(Stored items)
----

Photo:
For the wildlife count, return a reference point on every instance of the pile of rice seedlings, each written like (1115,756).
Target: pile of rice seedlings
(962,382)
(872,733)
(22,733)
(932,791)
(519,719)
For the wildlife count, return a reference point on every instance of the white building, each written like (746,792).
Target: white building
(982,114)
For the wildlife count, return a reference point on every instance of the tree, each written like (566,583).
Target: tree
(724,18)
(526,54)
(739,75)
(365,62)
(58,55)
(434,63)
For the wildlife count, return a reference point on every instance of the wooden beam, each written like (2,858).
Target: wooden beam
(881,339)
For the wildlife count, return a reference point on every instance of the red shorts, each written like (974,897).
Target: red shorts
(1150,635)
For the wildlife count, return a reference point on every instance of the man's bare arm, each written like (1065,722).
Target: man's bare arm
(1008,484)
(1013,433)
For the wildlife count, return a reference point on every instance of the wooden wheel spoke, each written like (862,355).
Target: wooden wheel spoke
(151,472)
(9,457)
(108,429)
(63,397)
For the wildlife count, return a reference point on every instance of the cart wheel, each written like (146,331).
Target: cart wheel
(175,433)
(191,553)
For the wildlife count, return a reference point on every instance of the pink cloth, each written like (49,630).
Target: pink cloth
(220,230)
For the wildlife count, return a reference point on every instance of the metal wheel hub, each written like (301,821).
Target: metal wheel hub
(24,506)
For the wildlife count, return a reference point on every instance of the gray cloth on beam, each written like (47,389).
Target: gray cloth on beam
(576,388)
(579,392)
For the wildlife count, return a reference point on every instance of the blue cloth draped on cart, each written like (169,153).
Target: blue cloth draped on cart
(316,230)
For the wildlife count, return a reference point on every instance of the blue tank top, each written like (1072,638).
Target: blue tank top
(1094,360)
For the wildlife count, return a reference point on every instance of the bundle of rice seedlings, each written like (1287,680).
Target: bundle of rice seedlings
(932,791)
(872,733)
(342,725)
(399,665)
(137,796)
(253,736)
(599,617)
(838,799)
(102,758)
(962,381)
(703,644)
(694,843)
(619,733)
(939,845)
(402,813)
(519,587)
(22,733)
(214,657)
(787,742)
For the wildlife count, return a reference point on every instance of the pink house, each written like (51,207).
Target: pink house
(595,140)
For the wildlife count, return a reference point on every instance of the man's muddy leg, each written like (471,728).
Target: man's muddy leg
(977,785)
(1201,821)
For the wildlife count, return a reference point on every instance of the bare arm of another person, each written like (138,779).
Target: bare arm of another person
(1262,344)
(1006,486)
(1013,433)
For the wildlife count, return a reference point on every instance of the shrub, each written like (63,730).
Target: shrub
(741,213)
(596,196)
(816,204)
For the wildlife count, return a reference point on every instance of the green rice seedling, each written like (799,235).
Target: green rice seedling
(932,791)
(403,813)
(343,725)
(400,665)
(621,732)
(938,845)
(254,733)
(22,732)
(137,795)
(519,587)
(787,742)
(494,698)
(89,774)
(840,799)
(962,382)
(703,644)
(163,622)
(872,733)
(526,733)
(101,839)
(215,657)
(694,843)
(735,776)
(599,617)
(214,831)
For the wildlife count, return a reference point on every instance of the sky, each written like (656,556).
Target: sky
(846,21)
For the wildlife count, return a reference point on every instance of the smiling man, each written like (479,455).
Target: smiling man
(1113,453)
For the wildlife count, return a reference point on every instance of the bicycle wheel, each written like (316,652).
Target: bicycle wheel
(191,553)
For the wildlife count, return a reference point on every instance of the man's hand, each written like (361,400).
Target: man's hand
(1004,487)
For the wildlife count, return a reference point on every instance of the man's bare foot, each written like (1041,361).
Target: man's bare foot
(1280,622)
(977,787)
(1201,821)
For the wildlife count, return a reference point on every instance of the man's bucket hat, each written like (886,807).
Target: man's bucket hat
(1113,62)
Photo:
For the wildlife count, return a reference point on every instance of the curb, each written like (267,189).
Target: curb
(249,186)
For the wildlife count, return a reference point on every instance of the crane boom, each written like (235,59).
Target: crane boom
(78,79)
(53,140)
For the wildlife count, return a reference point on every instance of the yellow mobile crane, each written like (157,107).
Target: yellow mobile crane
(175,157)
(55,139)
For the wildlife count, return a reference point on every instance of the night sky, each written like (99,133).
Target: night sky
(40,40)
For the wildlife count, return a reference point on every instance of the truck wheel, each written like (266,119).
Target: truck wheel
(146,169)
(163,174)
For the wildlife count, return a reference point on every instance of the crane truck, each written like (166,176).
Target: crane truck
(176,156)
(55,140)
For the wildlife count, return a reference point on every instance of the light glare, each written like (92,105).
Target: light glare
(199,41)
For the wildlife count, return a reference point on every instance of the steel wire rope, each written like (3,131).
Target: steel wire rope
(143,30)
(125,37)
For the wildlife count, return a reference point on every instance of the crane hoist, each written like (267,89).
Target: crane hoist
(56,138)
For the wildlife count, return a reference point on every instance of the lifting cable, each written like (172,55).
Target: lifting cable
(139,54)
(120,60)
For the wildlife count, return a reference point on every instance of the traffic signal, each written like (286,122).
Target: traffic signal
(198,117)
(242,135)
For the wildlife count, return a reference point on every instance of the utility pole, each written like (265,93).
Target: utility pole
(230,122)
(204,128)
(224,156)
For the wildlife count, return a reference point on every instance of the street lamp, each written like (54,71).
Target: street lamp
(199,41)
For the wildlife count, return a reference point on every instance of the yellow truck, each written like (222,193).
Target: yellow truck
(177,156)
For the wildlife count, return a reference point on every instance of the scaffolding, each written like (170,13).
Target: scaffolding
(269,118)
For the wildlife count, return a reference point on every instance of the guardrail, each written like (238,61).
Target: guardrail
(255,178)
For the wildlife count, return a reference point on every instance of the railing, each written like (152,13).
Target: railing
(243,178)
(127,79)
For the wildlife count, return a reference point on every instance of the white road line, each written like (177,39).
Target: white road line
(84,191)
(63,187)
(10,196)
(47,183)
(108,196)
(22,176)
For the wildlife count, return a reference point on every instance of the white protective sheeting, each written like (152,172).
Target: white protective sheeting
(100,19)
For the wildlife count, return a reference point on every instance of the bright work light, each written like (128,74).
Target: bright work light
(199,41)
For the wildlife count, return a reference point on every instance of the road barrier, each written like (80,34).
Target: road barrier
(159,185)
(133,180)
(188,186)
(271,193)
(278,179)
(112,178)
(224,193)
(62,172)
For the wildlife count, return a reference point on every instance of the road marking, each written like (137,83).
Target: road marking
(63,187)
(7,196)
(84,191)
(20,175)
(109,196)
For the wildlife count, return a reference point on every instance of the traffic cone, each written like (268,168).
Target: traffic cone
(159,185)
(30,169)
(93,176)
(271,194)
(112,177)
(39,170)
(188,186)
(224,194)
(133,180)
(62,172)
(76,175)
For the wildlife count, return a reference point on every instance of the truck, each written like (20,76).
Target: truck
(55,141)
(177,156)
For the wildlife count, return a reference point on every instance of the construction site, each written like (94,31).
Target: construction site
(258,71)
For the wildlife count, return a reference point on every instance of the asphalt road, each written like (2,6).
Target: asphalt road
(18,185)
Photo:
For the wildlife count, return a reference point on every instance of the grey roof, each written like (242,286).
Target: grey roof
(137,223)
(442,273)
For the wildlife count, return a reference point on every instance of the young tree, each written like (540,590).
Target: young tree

----

-- TASK INSTRUCTIONS --
Print nothing but the lines from the line with "written like (20,76)." to the last line of the records above. Both of those lines count.

-- SOLVED PROBLEM --
For the wildlife count, return a reference point on every instance of the truck, each written like (20,76).
Target: truck
(55,141)
(177,156)
For the wildlife count, return a reference point on every instance of the construction site, each written like (94,31).
Target: construction site
(258,71)
For the wildlife count, return a reference point on every instance of the asphalt road, each written like (2,6).
Target: asphalt road
(18,185)
Photo:
For the wildlife count, return a reference point on every instance of the grey roof, each written like (242,286).
Target: grey roof
(137,223)
(442,273)
For the wildlife count, return a reference point on every instance of the young tree, each written like (540,590).
Target: young tree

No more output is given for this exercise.